*WRITTEN INSTRUCTION*:
Reproduce each of the entries below verbatim, with no alterations.

*STORED RECORDS*:
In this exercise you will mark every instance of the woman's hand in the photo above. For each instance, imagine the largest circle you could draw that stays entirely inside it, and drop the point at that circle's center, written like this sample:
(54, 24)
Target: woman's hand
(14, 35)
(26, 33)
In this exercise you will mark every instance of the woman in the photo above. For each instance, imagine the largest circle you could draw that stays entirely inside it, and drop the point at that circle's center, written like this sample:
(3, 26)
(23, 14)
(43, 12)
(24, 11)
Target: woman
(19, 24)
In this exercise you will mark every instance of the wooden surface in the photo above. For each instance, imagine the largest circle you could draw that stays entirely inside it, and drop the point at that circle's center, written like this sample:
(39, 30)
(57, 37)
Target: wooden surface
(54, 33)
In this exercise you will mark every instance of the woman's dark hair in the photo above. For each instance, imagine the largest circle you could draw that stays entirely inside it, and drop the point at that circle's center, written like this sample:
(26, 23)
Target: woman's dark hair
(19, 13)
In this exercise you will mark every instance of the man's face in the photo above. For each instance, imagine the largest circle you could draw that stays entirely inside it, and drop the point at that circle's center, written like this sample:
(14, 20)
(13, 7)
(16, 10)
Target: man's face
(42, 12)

*SOLUTION TO THE PROBLEM*:
In this exercise you will mark every instance of the woman's hand in the photo above. For each instance, imagine the largest circle you could draw that stays entirely inside it, and drop the point at that circle's center, written like this sample:
(54, 24)
Target: woman's hand
(14, 35)
(26, 33)
In this exercise you will mark every instance of the woman in the photo above. For each instance, imagine the largest circle you could draw that stays entirely inside it, and drop the point at that circle's center, written like this sample:
(3, 26)
(23, 14)
(43, 12)
(24, 11)
Target: woman
(19, 24)
In this exercise you will mark every instance of the wooden surface in the photo above. For each instance, imagine the largest circle you could draw that stays entirely inside it, and drop the point at that circle's center, written like this sample:
(39, 30)
(57, 37)
Target: wooden surface
(54, 33)
In this exercise you will mark every instance of the woman's dark hair in the photo above. For each instance, imagine the largest circle you could draw that stays entirely inside it, and drop the point at that circle's center, written like this sample:
(26, 23)
Target: woman's dark hair
(19, 13)
In this exercise you will mark every instance of the man's face in the photo above. For each instance, imagine the largest circle you could draw that stays entirely inside it, and drop the point at that circle's center, written like this sample:
(14, 20)
(13, 7)
(16, 10)
Target: man's face
(42, 12)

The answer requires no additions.